* **EXERCISE GOAL**: Can you repeat word for word the part of the iMac and MacBook Pro specs passage that opens with "Build-to-order options for" and closes with "a desktop computer."?
------ SOURCE
Build-to-order options for the top-of-the range iMac include:
- 3.6GHz 8-core 9th gen i9, TB 5GHz (£360/$400)
So, essentially, you can get an 3.6GHz 8-core 9th-generation i9 processor with a Turbo Boost of 5GHz in the top of the range iMac, and it will cost you £2,609/$2,699, which is £270 less than the similar 2.4GHz 8-core 9th generation i9 processor, with the same Turbo Boost of 5GHz, in the MacBook Pro (that model comes in at £2,879/$2,999).
That’s the premium you pay for a laptop, with the benefit of it being portable. But it goes to show that laptops are no longer hampered to such an extent that they can’t match the power of a desktop computer.
Specs can look great on paper, but what really matters is how the machine performs. We’ve run our set of benchmarks on the 2019 model that Apple provided, with the following specs:
- 2.4GHz 8-core 9th gen i9, TB 5GHz, 32GB RAM, Radeon Pro Vega 20 with 4GB VRAM, 4TB SSD.
------------
------ PROVIDED INFORMATION
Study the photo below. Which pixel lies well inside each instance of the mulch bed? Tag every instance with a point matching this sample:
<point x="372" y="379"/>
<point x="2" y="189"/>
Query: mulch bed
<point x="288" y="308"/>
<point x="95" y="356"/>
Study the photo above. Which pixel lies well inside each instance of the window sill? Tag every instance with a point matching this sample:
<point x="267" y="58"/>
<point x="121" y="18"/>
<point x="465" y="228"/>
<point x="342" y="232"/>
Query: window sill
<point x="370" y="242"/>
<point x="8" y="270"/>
------------
* **COMPLETE RESPONSE**:
Build-to-order options for the top-of-the range iMac include:
- 3.6GHz 8-core 9th gen i9, TB 5GHz (£360/$400)
So, essentially, you can get an 3.6GHz 8-core 9th-generation i9 processor with a Turbo Boost of 5GHz in the top of the range iMac, and it will cost you £2,609/$2,699, which is £270 less than the similar 2.4GHz 8-core 9th generation i9 processor, with the same Turbo Boost of 5GHz, in the MacBook Pro (that model comes in at £2,879/$2,999).
That’s the premium you pay for a laptop, with the benefit of it being portable. But it goes to show that laptops are no longer hampered to such an extent that they can’t match the power of a desktop computer.